* _COMPLETE THE FOLLOWING_
(a) In the Lake Baikal text, what do divers do every 30 seconds or so to signal the crew above that they are all right?
(b) Repeat the passage of the Lake Baikal text that starts at "In early March, snow" and ends at "400-mile-long, 5,000-foot-deep lake.".
(c) Pick up the Lake Baikal text right after its final sentence and carry it forward.

* _TEXT SHOWN_

★ ★ ★

In early March, snow still blankets lake Baikal, its deep waters sealed beneath three-foot-thick ice. Over the next two months, under bright springtime sun, the ice will slowly thaw in a process punctuated by cracking sounds not unlike the sharp report of guns. As long as the ice remains in place, though, scientists can set up camp right in middle of this 400-mile-long, 5,000-foot-deep lake.
Russia says "Sacred lake" is 25 million years old-the oldest lake on the planet. It is also the deepest lake, holding more water than all of North America's Great Lakes combined. It's aquatic life comprises more than 1,500 animal species and 1,000 plant species, two-thirds of which are endemic. According to marine scientist Andy Rechnitzer, Baikal is more biologically diverse than other lakes because oxygen-rich water circulates from its surface to its deepest depths, a process likely related to geothermal vents.
One of the most interesting animals in the lake is the Baikal seal, or nurpa, the world's only fresh water seal. Nurpas use their sharp claws to carve dens for their families while ice is still forming. Finding their dens is relatively easy: look for air bubbles trapped in the ice after being exhaled by nurpas. You can also look for small breathing holes poked into snowdrifts by the seals.
For a diver to get into a den is another story. First, a diving crew member must use a small metal saw to cut a small hole in the ice. Then a circular, manhole-size opening is cut with a chain saw, and long poles are used to push the round slab under the ice. To keep the hole from freezing over, it must be constantly raked. A team effort, indeed. Under the ice, the water is warmer than the air [36 degrees F], but it is still very cold for scuba diving. Every 30 seconds or so, divers must tug on safety lines attached to their wrists to let the crew above know that they are all right.

★ ★ ★

* _ENTRIES SHOWN_
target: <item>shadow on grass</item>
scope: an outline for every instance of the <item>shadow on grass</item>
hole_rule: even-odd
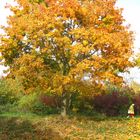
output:
[[[0,117],[0,140],[62,140],[52,128],[17,117]]]

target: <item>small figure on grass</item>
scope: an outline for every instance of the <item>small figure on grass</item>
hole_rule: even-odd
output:
[[[128,116],[127,118],[134,118],[135,112],[134,112],[134,104],[131,104],[128,109]]]

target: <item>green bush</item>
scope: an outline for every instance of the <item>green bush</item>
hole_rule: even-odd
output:
[[[17,102],[23,93],[20,81],[15,79],[0,79],[0,105]]]
[[[41,95],[39,93],[24,95],[18,102],[18,108],[20,111],[32,112],[38,115],[58,113],[57,108],[47,106],[41,101]]]

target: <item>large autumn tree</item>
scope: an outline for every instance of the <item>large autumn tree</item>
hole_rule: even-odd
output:
[[[122,82],[133,38],[116,0],[16,1],[0,51],[8,76],[20,76],[26,91],[61,94],[66,115],[69,91],[88,90],[85,75],[93,86]]]

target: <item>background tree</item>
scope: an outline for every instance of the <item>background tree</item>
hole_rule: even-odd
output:
[[[39,86],[62,95],[65,116],[70,91],[87,94],[85,75],[94,88],[122,83],[133,38],[115,0],[16,1],[0,51],[8,76],[21,76],[27,92]]]

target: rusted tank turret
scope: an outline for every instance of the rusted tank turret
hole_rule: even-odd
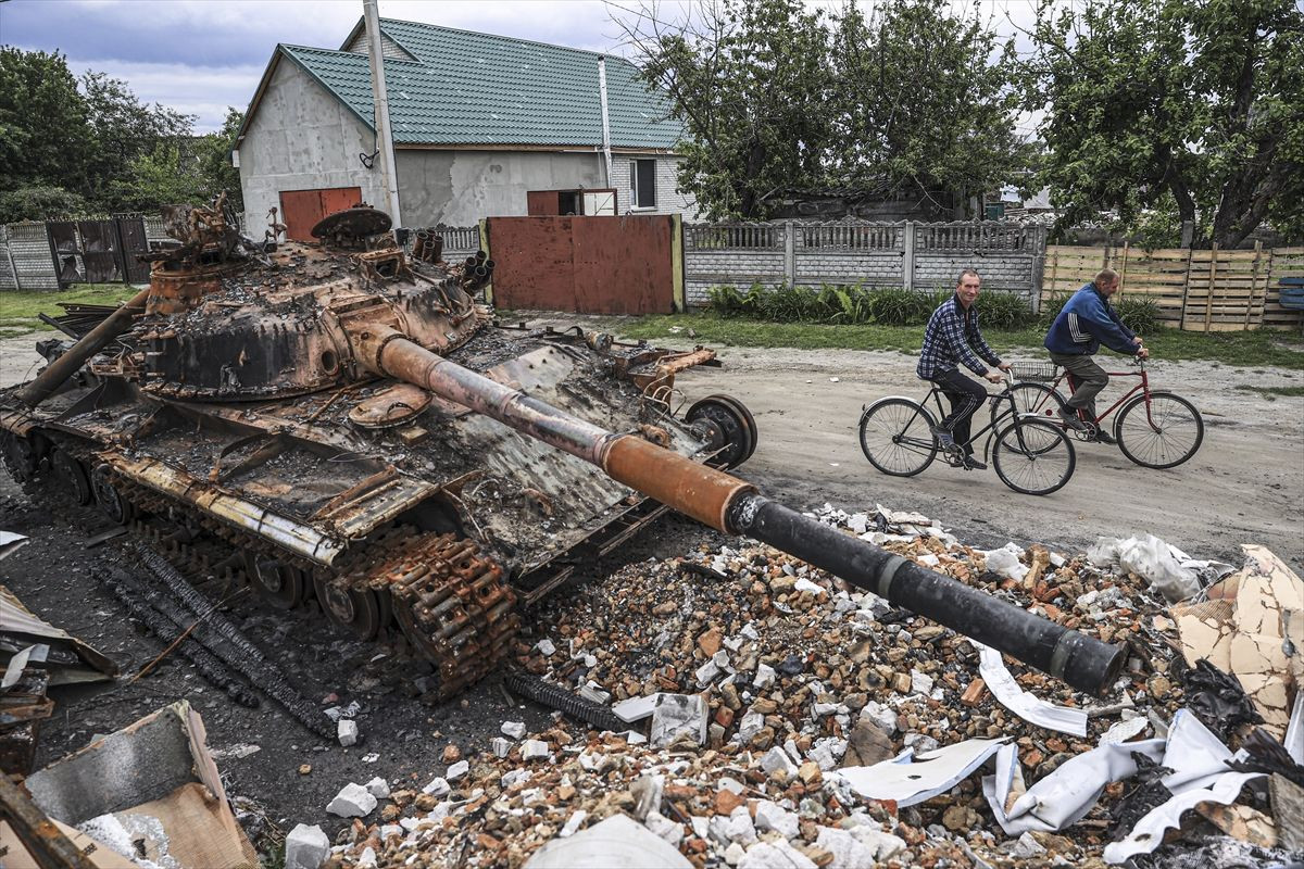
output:
[[[318,245],[254,244],[220,208],[173,215],[150,288],[31,383],[0,392],[0,447],[115,521],[216,534],[274,606],[314,598],[359,636],[403,636],[445,693],[492,670],[519,605],[664,509],[746,534],[1084,689],[1121,653],[838,534],[730,476],[756,444],[738,401],[674,416],[713,363],[580,330],[502,328],[481,254],[407,254],[366,207]],[[60,348],[64,349],[64,348]]]

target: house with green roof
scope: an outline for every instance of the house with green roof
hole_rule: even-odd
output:
[[[675,189],[682,126],[630,61],[390,18],[379,35],[404,225],[695,214]],[[356,201],[383,207],[376,152],[363,21],[338,51],[276,46],[236,142],[250,228],[276,207],[303,238]]]

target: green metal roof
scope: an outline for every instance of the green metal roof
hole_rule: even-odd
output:
[[[389,18],[381,31],[416,59],[385,59],[395,143],[601,146],[596,52]],[[278,48],[374,129],[366,55]],[[613,147],[674,147],[682,126],[634,64],[606,57],[606,94]]]

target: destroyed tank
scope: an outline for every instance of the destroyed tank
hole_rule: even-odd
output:
[[[52,321],[48,366],[0,391],[17,481],[115,522],[214,538],[267,606],[312,599],[403,640],[455,693],[512,653],[524,606],[673,508],[748,535],[1099,691],[1120,648],[824,526],[728,473],[756,446],[734,399],[687,406],[716,365],[605,334],[505,327],[493,262],[411,253],[360,206],[319,244],[241,237],[220,205],[168,212],[181,244],[117,309]]]

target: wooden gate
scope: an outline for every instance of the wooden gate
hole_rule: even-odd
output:
[[[291,241],[316,241],[313,227],[329,214],[352,208],[363,201],[361,188],[326,188],[322,190],[282,190],[280,221]]]
[[[140,215],[47,220],[46,236],[59,285],[147,283],[150,268],[137,259],[149,250]]]
[[[674,218],[489,218],[494,304],[580,314],[674,310]]]

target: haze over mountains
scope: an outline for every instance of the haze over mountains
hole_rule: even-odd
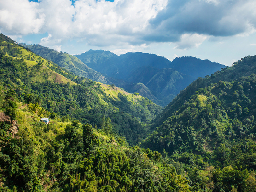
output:
[[[139,52],[118,56],[109,51],[90,50],[75,57],[39,45],[22,45],[76,75],[114,84],[163,106],[198,77],[210,75],[226,67],[188,56],[171,62],[155,54]]]
[[[0,191],[255,192],[256,56],[198,78],[163,110],[75,75],[67,54],[54,53],[68,70],[2,34],[0,47]],[[181,73],[131,74],[151,85]]]

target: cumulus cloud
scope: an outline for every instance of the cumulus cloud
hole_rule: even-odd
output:
[[[181,36],[180,41],[176,43],[177,46],[174,48],[184,50],[198,48],[207,38],[203,34],[185,34]]]
[[[170,0],[150,23],[155,31],[179,36],[197,33],[227,36],[252,31],[256,25],[256,1],[251,0]]]
[[[252,33],[253,0],[28,0],[0,1],[0,31],[25,35],[51,34],[45,46],[66,39],[89,45],[140,46],[176,42],[176,48],[198,47],[207,37]],[[117,49],[117,50],[118,49]]]

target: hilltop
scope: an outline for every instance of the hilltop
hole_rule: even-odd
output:
[[[7,42],[4,35],[1,37],[0,83],[16,89],[19,99],[40,104],[63,121],[77,119],[100,127],[104,120],[109,118],[113,131],[125,136],[131,145],[146,138],[160,107],[113,84],[76,76],[14,42]]]
[[[74,56],[97,71],[129,83],[120,86],[129,92],[140,92],[161,106],[167,105],[198,77],[226,67],[190,56],[176,58],[171,62],[155,54],[140,52],[118,56],[109,51],[90,50]],[[141,89],[137,85],[139,83],[144,85]],[[119,85],[118,81],[116,83]]]
[[[159,114],[141,147],[186,164],[194,190],[254,191],[256,74],[256,56],[248,56],[198,79]]]

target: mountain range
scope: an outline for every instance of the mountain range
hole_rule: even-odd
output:
[[[198,78],[162,110],[1,34],[0,47],[1,191],[256,191],[256,56]],[[143,66],[133,78],[179,74]]]
[[[21,45],[76,75],[114,84],[130,93],[138,92],[162,106],[199,76],[204,77],[226,67],[192,57],[175,58],[171,62],[155,54],[128,53],[118,56],[109,51],[92,50],[73,56],[39,45]],[[183,65],[192,68],[182,71]]]

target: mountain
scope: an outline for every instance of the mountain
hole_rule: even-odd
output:
[[[40,45],[26,45],[20,44],[24,47],[28,48],[34,53],[42,57],[49,60],[59,66],[65,68],[75,75],[84,77],[90,79],[103,83],[111,83],[100,73],[95,71],[88,67],[75,56],[62,51],[58,52],[54,49],[44,47]]]
[[[198,58],[186,56],[175,58],[169,66],[170,68],[196,78],[214,73],[226,67],[224,65],[209,60],[202,60]]]
[[[140,146],[186,164],[194,190],[250,191],[243,181],[256,170],[256,56],[248,56],[198,79],[159,114]]]
[[[188,56],[176,58],[171,62],[155,54],[139,52],[118,56],[109,51],[90,50],[74,56],[97,71],[132,83],[123,84],[122,87],[130,92],[140,92],[162,106],[168,104],[173,96],[197,78],[211,74],[226,67]],[[138,83],[144,85],[141,90],[138,90],[136,85]]]
[[[135,145],[162,108],[147,98],[70,73],[1,34],[0,83],[16,89],[20,101],[40,104],[63,121],[77,119],[101,127],[105,118],[113,131]],[[33,95],[33,96],[32,96]]]
[[[0,47],[0,191],[255,191],[256,56],[198,79],[160,113],[1,34]]]

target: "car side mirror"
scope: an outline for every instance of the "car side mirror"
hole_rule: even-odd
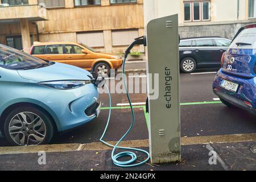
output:
[[[88,54],[89,52],[88,52],[88,51],[87,51],[86,50],[85,50],[85,49],[82,49],[82,52],[83,53],[85,53],[85,54]]]

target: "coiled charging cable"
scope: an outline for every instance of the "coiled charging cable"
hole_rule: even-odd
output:
[[[128,90],[127,90],[127,86],[126,86],[126,82],[125,78],[125,61],[126,60],[126,58],[127,58],[127,56],[125,56],[125,59],[123,60],[123,68],[123,68],[123,86],[125,86],[125,90],[126,92],[127,98],[129,102],[130,107],[131,109],[131,114],[133,115],[133,119],[131,121],[131,126],[130,126],[130,128],[128,129],[128,130],[126,131],[126,133],[125,134],[125,135],[123,135],[123,136],[120,139],[120,140],[117,143],[117,144],[115,146],[112,145],[112,144],[108,143],[108,142],[105,142],[103,140],[103,138],[104,138],[104,136],[106,133],[108,127],[109,126],[109,121],[110,120],[111,110],[112,110],[112,102],[111,102],[110,93],[109,92],[109,89],[108,88],[108,86],[106,85],[105,85],[105,87],[108,90],[108,92],[109,94],[109,117],[108,118],[108,122],[107,122],[106,127],[104,130],[104,132],[103,133],[102,135],[101,136],[100,140],[101,142],[102,142],[103,143],[104,143],[105,144],[106,144],[109,147],[113,147],[113,149],[112,150],[112,152],[111,154],[111,157],[112,158],[112,160],[113,160],[114,164],[115,164],[117,166],[121,167],[132,167],[139,166],[142,165],[144,163],[147,162],[148,161],[148,160],[150,159],[150,155],[147,151],[145,151],[144,150],[135,148],[122,147],[118,146],[119,144],[120,144],[120,143],[122,142],[122,140],[128,135],[128,134],[130,133],[131,130],[133,129],[133,126],[134,125],[134,122],[135,122],[134,111],[133,109],[133,105],[131,104],[129,94],[128,93]],[[117,148],[130,150],[133,150],[133,151],[135,151],[143,152],[147,155],[147,159],[146,160],[144,160],[144,161],[139,162],[138,163],[134,164],[134,163],[135,162],[137,159],[137,156],[136,155],[136,154],[134,152],[133,152],[131,151],[125,151],[125,152],[118,153],[118,154],[114,155],[115,151],[117,150]],[[124,156],[130,156],[131,158],[131,159],[129,160],[127,160],[127,161],[118,160],[119,158],[124,157]]]

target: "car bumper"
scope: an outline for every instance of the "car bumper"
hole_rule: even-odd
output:
[[[239,84],[236,92],[229,91],[221,85],[223,80]],[[230,104],[256,113],[256,78],[245,78],[226,74],[221,69],[214,77],[213,84],[213,92]]]
[[[118,69],[122,67],[122,65],[123,64],[123,60],[121,59],[115,60],[112,61],[112,64],[113,65],[113,69]]]
[[[57,118],[55,121],[58,131],[83,125],[98,116],[101,104],[98,101],[98,90],[93,84],[69,90],[51,89],[44,102]],[[96,104],[97,107],[91,108],[89,114],[86,110]]]

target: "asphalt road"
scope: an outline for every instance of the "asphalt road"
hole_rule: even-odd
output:
[[[203,72],[204,71],[203,71]],[[201,73],[202,71],[199,72]],[[212,90],[214,73],[180,75],[181,103],[213,101],[217,97]],[[117,81],[116,81],[117,82]],[[135,85],[141,88],[145,84]],[[127,103],[125,94],[112,94],[113,106]],[[133,102],[144,102],[146,94],[131,94]],[[108,96],[100,96],[102,107],[109,106]],[[148,138],[143,108],[135,109],[136,121],[134,129],[125,140],[145,139]],[[85,126],[56,135],[51,143],[86,143],[98,142],[105,126],[109,110],[101,110],[100,117]],[[114,109],[106,141],[118,140],[130,125],[130,110]],[[181,136],[210,136],[256,133],[256,117],[237,108],[228,108],[222,104],[182,105],[181,106]],[[0,146],[8,146],[4,138],[0,138]]]

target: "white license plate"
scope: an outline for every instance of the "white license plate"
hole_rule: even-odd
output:
[[[239,84],[232,81],[223,80],[221,86],[229,91],[237,92]]]
[[[100,115],[100,113],[101,112],[101,102],[100,102],[100,105],[96,109],[96,114],[97,117],[98,117],[98,115]]]

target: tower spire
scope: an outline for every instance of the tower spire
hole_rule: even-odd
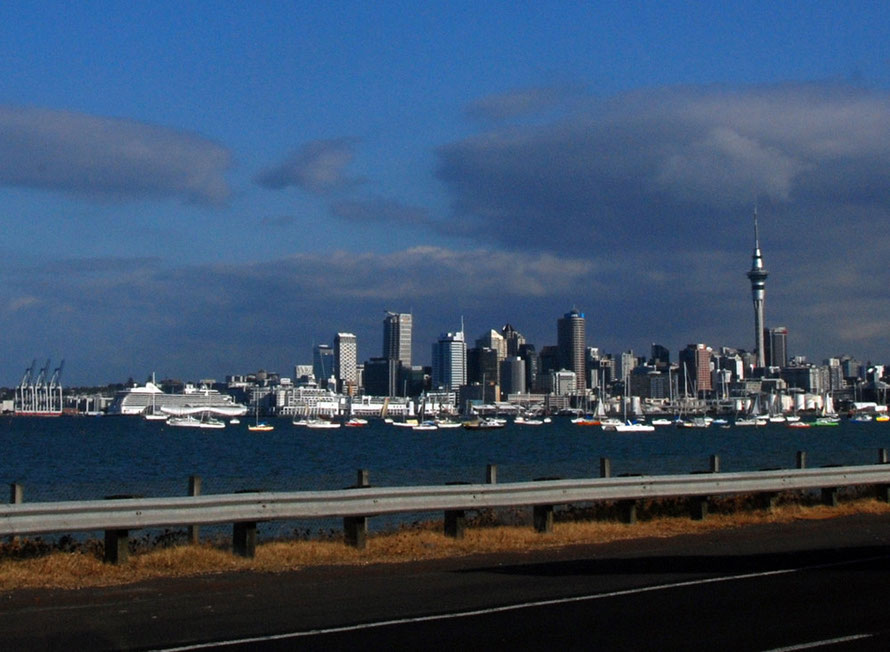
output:
[[[763,300],[766,298],[766,277],[769,274],[763,267],[760,252],[760,230],[757,224],[757,203],[754,204],[754,253],[751,255],[751,297],[754,300],[754,342],[757,350],[757,366],[766,366],[766,350],[763,341]]]

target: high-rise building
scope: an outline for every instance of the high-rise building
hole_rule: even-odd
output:
[[[316,344],[312,349],[312,373],[319,387],[327,387],[334,375],[334,350],[329,344]]]
[[[567,312],[556,322],[556,346],[559,350],[559,366],[575,372],[575,389],[587,389],[585,354],[587,336],[584,329],[584,313]]]
[[[522,333],[513,328],[512,324],[505,324],[501,328],[501,336],[503,336],[504,342],[507,344],[507,355],[520,355],[519,349],[525,345],[525,337],[523,337]]]
[[[766,297],[766,277],[768,273],[763,267],[763,256],[760,253],[760,233],[757,229],[757,207],[754,208],[754,253],[751,256],[751,269],[748,279],[751,281],[751,296],[754,299],[754,346],[757,353],[757,366],[766,366],[766,347],[763,338],[763,300]]]
[[[508,356],[501,360],[501,393],[525,393],[525,361],[519,356]]]
[[[463,331],[443,333],[433,344],[434,389],[457,390],[467,384],[467,343]]]
[[[788,364],[788,329],[784,326],[770,328],[764,336],[766,363],[770,367],[784,367]]]
[[[680,351],[680,378],[684,389],[681,393],[698,396],[714,389],[711,378],[711,354],[713,349],[704,344],[690,344]]]
[[[671,352],[661,344],[652,344],[649,363],[659,371],[667,371],[671,366]]]
[[[356,366],[358,364],[358,345],[352,333],[337,333],[334,338],[334,377],[337,379],[337,390],[355,388],[358,382]]]
[[[389,358],[371,358],[365,362],[365,393],[370,396],[399,396],[400,369],[399,361]]]
[[[411,315],[389,312],[383,320],[383,357],[411,366]]]
[[[507,357],[507,342],[504,336],[494,329],[479,336],[476,340],[476,348],[491,349],[497,352],[498,360],[503,360]]]

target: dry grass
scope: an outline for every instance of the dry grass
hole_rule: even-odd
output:
[[[725,505],[723,507],[725,510]],[[563,517],[557,519],[553,532],[549,534],[538,534],[529,525],[477,525],[468,527],[463,539],[444,536],[440,521],[415,524],[393,533],[371,535],[365,550],[350,548],[340,541],[278,541],[258,545],[256,556],[244,559],[211,544],[180,545],[132,554],[129,562],[120,566],[104,564],[97,546],[24,557],[7,551],[5,557],[0,557],[0,590],[73,589],[228,571],[274,573],[307,566],[399,563],[491,552],[526,552],[573,544],[664,538],[757,523],[788,523],[862,513],[890,514],[890,505],[872,499],[844,502],[834,508],[791,502],[772,511],[742,509],[712,513],[702,521],[690,520],[688,516],[655,516],[634,525],[614,520],[579,520],[577,517],[564,521]],[[485,521],[484,518],[479,520]]]

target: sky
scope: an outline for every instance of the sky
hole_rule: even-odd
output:
[[[291,375],[384,311],[890,363],[890,5],[0,4],[0,385]]]

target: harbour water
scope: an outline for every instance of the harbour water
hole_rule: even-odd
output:
[[[129,417],[0,419],[0,482],[24,486],[28,502],[89,500],[109,495],[185,495],[190,475],[202,492],[336,489],[367,469],[374,486],[483,482],[487,464],[499,482],[612,473],[669,474],[791,468],[797,451],[811,467],[872,464],[890,448],[890,423],[843,421],[837,427],[782,425],[707,429],[659,428],[609,433],[556,418],[500,430],[412,431],[372,420],[365,428],[308,430],[272,420],[253,433],[249,419],[222,430],[173,428]]]

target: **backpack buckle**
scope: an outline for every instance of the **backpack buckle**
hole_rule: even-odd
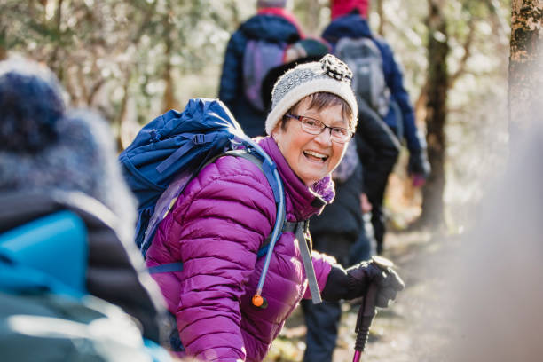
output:
[[[206,143],[206,135],[202,133],[195,134],[194,136],[193,136],[193,143],[194,145],[201,145],[203,143]]]

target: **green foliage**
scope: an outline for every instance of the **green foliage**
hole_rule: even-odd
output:
[[[219,67],[236,6],[232,0],[4,0],[0,46],[51,67],[72,105],[98,107],[116,122],[130,98],[143,122],[161,111],[168,66],[179,88],[184,75]]]

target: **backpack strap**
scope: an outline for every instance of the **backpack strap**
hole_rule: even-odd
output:
[[[204,167],[208,166],[209,164],[215,162],[217,159],[223,156],[242,157],[255,163],[258,167],[258,169],[260,169],[261,171],[264,172],[264,168],[263,168],[263,163],[264,163],[263,160],[260,159],[258,156],[255,155],[254,153],[251,153],[247,149],[230,150],[221,154],[217,154],[216,156],[212,157],[206,163],[204,163],[201,166],[201,168],[200,168],[200,169],[202,169]],[[171,206],[173,206],[173,203],[175,202],[177,198],[174,199],[174,201],[172,201]],[[282,217],[281,224],[283,224],[283,227],[281,229],[281,232],[294,232],[294,231],[296,228],[297,223],[291,223],[291,222],[286,221],[284,217],[285,213],[282,213],[282,215],[283,215],[283,217]],[[272,241],[272,233],[273,233],[272,232],[270,232],[270,234],[266,237],[266,239],[264,239],[263,245],[260,247],[260,248],[256,252],[256,257],[261,257],[266,255],[266,253],[268,252],[268,249],[270,248],[270,242]],[[161,272],[183,272],[183,262],[168,263],[165,264],[150,266],[147,268],[147,271],[149,274],[155,274],[155,273],[161,273]]]

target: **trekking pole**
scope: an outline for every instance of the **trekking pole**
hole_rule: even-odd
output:
[[[388,268],[391,268],[394,264],[382,256],[374,256],[372,260],[379,268],[383,272],[386,272]],[[372,283],[367,288],[367,292],[364,296],[364,302],[358,310],[358,316],[357,317],[357,326],[355,327],[355,333],[357,334],[357,340],[355,342],[355,355],[352,359],[353,362],[359,362],[362,352],[366,350],[366,343],[369,336],[369,327],[372,325],[374,317],[377,314],[375,310],[375,298],[377,297],[377,284]]]

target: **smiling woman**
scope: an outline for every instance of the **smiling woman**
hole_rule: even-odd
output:
[[[260,251],[279,216],[264,174],[242,157],[204,167],[159,224],[146,262],[183,263],[182,272],[152,274],[176,316],[179,338],[172,334],[171,347],[180,356],[261,361],[301,299],[352,299],[370,281],[387,279],[380,290],[388,303],[401,289],[393,272],[372,263],[344,271],[334,258],[310,253],[304,240],[307,220],[334,200],[330,173],[356,127],[350,75],[327,55],[285,73],[273,89],[269,136],[257,142],[281,178],[287,223],[265,258]]]
[[[358,106],[351,77],[344,63],[327,55],[287,72],[273,88],[266,131],[308,186],[335,169],[354,133]]]
[[[330,96],[335,102],[342,100]],[[319,111],[311,106],[311,97],[304,98],[292,109],[292,113],[303,115],[287,114],[272,132],[288,165],[308,186],[335,169],[350,138],[350,131],[347,129],[349,122],[342,116],[342,105],[328,106]],[[299,122],[289,122],[293,118]],[[332,126],[327,126],[325,122]],[[342,137],[338,138],[338,133]]]

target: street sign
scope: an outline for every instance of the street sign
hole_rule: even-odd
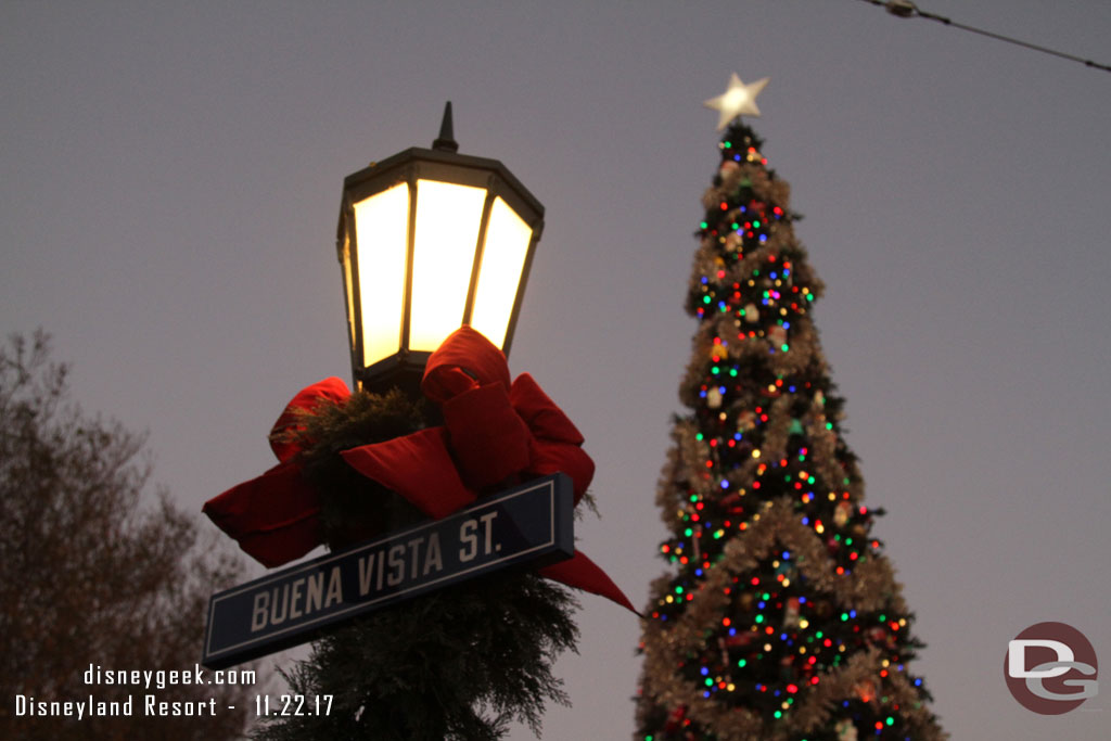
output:
[[[218,592],[209,601],[201,663],[231,667],[418,594],[524,562],[571,558],[573,508],[571,480],[554,473]]]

★ ★ ★

* _SET OF ANSWERS_
(a) They tug on safety lines attached to their wrists.

(b)
In early March, snow still blankets lake Baikal, its deep waters sealed beneath three-foot-thick ice. Over the next two months, under bright springtime sun, the ice will slowly thaw in a process punctuated by cracking sounds not unlike the sharp report of guns. As long as the ice remains in place, though, scientists can set up camp right in middle of this 400-mile-long, 5,000-foot-deep lake.

(c)
Seen from an underwater perspective, the seal's den is an intricate ice carving, complete with tunnels and an igloo-like canopy that functions as an air pocket. Nurpas are shy, and pups resting on a bunk bed of ice quickly dive into the water when startled by a visitor.
In June, conditions at Lake Baikal are much different. Although the water temperature is about the same as it is in spring, the air temperature is usually in the 60s. Visibility underwater is perhaps 200 feet, many times greater than that in most lakes. The "Great vis" at that time of year is caused by the water's relative lack of minerals and by countless small crustaceans eating the algae, plankton, and bacteria that can cloud fresh water and salt water alike. Clarity does not last long, however. By mid July, an algae bloom produces pea-soup conditions.
Except for the numbing cold that pains their ears, face, and fingers within minutes of entering the water, divers exploring the shallows of Baikal might feel as if they are hovering over a meadow on a sunny day. Looking up from a depth of 50 feet, they can see clouds in the sky. Looking down, they sea fields of fluffy green algae.
The greens spires of three-foot-tall candelabra sponges poke through the algae. Such large sponges, which get their color from algae living symbiotically in their tissues, are not rare in saltwater, but in other freshwater lakes they have no parallel. The sponges are homes for amphipods, alien-looking shrimplike creatures that are as small as specks or as large as human thumbs. And the waters of Lake Baikal hold 240 species of them.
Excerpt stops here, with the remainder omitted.